• [Goal]
Starting at the line below that contains "[tag] dark navy", print each line through the end of the records exactly as it appears.

--

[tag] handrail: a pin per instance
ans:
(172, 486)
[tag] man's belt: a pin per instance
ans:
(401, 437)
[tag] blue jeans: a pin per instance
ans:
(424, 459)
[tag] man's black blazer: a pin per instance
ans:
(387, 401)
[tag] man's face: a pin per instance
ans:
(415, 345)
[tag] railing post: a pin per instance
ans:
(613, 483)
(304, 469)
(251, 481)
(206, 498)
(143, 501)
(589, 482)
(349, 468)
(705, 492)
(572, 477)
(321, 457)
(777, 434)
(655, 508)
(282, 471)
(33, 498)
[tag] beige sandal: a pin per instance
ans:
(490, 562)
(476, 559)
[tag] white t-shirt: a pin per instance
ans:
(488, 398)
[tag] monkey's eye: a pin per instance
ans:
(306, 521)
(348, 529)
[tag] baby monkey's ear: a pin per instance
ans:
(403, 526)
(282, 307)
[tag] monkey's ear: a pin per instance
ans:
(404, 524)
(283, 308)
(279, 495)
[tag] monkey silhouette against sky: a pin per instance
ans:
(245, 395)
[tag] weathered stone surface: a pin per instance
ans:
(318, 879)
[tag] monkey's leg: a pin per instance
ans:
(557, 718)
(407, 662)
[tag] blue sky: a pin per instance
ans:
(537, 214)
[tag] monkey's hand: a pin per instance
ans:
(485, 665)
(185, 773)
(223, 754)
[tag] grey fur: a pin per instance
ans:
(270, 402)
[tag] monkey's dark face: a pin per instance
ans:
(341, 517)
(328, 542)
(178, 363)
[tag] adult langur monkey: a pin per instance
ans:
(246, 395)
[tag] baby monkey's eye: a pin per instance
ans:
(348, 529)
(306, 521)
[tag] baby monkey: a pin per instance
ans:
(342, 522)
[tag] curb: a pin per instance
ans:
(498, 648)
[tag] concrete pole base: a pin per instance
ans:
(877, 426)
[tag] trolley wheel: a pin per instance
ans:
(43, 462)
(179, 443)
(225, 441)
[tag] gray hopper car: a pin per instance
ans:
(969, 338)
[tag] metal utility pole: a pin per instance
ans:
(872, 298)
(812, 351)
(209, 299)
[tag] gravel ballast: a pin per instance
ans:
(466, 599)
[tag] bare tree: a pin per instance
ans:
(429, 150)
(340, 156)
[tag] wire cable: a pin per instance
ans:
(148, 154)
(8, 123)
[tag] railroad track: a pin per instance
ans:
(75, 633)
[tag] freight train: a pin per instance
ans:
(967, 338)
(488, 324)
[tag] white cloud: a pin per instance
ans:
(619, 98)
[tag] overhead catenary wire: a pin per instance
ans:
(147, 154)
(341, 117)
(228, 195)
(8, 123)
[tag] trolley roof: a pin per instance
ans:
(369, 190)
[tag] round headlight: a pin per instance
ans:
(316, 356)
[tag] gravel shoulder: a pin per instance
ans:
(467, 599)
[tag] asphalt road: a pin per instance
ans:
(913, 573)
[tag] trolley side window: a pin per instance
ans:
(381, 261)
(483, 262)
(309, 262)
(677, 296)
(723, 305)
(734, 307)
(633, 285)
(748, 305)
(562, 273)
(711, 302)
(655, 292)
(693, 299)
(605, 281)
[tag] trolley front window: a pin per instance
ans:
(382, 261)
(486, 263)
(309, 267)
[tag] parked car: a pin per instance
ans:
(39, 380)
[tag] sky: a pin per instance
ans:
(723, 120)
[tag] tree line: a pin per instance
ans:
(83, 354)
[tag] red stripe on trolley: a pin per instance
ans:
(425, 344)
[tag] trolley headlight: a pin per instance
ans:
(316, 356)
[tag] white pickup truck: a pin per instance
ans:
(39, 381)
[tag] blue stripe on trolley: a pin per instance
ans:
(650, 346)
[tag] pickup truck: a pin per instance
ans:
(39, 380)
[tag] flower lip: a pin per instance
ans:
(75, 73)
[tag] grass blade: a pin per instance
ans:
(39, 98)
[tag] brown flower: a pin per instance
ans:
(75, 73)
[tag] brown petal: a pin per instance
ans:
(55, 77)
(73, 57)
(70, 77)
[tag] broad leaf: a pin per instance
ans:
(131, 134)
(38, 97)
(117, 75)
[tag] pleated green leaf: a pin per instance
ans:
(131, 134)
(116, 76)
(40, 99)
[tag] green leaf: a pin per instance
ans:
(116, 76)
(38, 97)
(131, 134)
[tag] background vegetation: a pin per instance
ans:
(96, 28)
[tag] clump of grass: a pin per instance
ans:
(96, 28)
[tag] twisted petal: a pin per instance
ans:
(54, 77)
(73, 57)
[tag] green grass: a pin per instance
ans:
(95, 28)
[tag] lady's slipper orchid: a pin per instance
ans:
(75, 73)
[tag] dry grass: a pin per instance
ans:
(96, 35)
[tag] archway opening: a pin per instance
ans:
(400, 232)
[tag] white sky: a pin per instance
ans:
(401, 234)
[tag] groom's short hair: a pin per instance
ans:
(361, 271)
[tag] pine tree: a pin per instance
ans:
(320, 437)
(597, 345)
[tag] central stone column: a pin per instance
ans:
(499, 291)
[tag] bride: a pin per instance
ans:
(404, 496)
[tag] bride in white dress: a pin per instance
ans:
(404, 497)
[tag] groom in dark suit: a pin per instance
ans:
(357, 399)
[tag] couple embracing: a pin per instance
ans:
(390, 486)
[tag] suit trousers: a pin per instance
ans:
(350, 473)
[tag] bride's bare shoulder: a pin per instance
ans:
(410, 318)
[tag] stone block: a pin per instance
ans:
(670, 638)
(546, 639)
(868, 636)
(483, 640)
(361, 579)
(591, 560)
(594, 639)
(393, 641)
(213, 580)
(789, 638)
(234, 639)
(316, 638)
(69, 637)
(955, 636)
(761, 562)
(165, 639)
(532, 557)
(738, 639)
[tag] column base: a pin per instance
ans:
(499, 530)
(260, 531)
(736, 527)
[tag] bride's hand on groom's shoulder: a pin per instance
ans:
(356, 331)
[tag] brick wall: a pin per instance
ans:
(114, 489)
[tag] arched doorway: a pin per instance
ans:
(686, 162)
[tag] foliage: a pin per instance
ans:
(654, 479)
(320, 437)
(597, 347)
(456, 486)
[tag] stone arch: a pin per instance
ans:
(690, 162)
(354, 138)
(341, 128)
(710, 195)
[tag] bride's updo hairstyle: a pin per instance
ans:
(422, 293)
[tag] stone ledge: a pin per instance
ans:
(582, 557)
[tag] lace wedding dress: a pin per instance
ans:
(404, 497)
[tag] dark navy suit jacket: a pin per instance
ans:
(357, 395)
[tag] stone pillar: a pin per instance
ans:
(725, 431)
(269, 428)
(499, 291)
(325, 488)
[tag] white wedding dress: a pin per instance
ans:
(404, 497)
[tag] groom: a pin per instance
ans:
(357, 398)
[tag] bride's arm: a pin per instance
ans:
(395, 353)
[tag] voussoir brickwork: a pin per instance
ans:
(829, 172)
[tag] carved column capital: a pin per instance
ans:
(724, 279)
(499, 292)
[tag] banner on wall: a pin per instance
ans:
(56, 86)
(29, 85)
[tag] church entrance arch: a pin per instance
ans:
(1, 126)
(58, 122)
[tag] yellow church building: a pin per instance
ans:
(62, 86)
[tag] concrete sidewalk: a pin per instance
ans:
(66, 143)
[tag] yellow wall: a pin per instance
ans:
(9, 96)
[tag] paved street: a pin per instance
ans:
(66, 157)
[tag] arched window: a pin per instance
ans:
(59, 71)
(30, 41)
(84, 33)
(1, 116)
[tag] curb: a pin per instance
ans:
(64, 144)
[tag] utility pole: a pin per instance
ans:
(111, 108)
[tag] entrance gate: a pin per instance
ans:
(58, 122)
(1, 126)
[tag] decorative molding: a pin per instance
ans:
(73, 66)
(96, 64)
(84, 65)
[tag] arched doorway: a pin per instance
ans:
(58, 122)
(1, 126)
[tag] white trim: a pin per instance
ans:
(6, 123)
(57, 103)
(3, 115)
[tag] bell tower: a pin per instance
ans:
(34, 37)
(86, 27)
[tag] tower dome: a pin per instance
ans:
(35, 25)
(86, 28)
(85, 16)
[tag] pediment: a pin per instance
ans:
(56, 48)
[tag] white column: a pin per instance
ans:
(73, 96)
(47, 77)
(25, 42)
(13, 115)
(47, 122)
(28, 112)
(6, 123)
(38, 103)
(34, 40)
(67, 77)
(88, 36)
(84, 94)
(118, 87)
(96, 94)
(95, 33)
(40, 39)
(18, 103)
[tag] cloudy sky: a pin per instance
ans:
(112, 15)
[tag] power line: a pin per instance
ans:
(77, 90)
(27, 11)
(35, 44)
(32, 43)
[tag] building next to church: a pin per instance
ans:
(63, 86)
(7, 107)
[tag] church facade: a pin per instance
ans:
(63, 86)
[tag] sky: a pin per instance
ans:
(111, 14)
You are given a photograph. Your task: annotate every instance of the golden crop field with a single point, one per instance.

--

• [Written answer]
[tag] dark navy suit jacket: a pin per instance
ans:
(357, 395)
[tag] stone pillar: a pin per instance
ans:
(725, 431)
(269, 428)
(499, 291)
(325, 488)
[tag] white wedding dress: a pin per instance
ans:
(404, 497)
[tag] groom: a pin per instance
ans:
(357, 398)
[tag] bride's arm: a pin per instance
ans:
(395, 353)
[tag] voussoir brickwork: a pin per instance
ans:
(829, 172)
[tag] carved column capital: a pin per instance
ans:
(724, 279)
(499, 292)
[tag] banner on wall: a pin per instance
ans:
(56, 86)
(29, 85)
[tag] church entrance arch: a pin per instance
ans:
(1, 126)
(58, 122)
[tag] yellow church building: a pin per instance
ans:
(62, 86)
[tag] concrete sidewalk: a pin per instance
ans:
(66, 143)
[tag] yellow wall: a pin per instance
ans:
(9, 96)
[tag] paved street: a pin per instance
ans:
(66, 157)
[tag] arched window: a pin per instance
ans:
(59, 71)
(30, 41)
(84, 33)
(1, 116)
[tag] curb: a pin per instance
ans:
(64, 144)
[tag] utility pole: a pin per instance
ans:
(111, 108)
[tag] entrance gate: a pin per instance
ans:
(58, 122)
(1, 126)
[tag] decorative molding: a pin per instance
ans:
(73, 66)
(96, 64)
(84, 65)
[tag] arched doorway: a pin per instance
ans:
(58, 122)
(1, 126)
[tag] white trim: a pin per instance
ans:
(6, 123)
(57, 103)
(3, 115)
[tag] bell tower: a pin per instance
ans:
(34, 37)
(86, 27)
[tag] tower dome: a pin per instance
ans:
(35, 25)
(86, 28)
(85, 16)
[tag] pediment: a pin per instance
ans:
(56, 48)
[tag] white column: a pin per instance
ans:
(73, 96)
(47, 77)
(25, 42)
(13, 115)
(47, 122)
(28, 112)
(6, 123)
(38, 103)
(34, 40)
(67, 77)
(88, 36)
(84, 94)
(118, 87)
(96, 94)
(95, 33)
(40, 39)
(18, 103)
[tag] cloudy sky: a pin per instance
ans:
(112, 15)
[tag] power line: a pin per instance
ans:
(77, 90)
(27, 11)
(35, 44)
(32, 43)
[tag] building next to church: a pin per instance
ans:
(63, 86)
(7, 107)
[tag] church facade: a pin per instance
ans:
(63, 86)
[tag] sky: a pin per instance
ans:
(111, 14)
You are given a photograph. Your task: annotate every instance of the golden crop field with a single point, one per instance.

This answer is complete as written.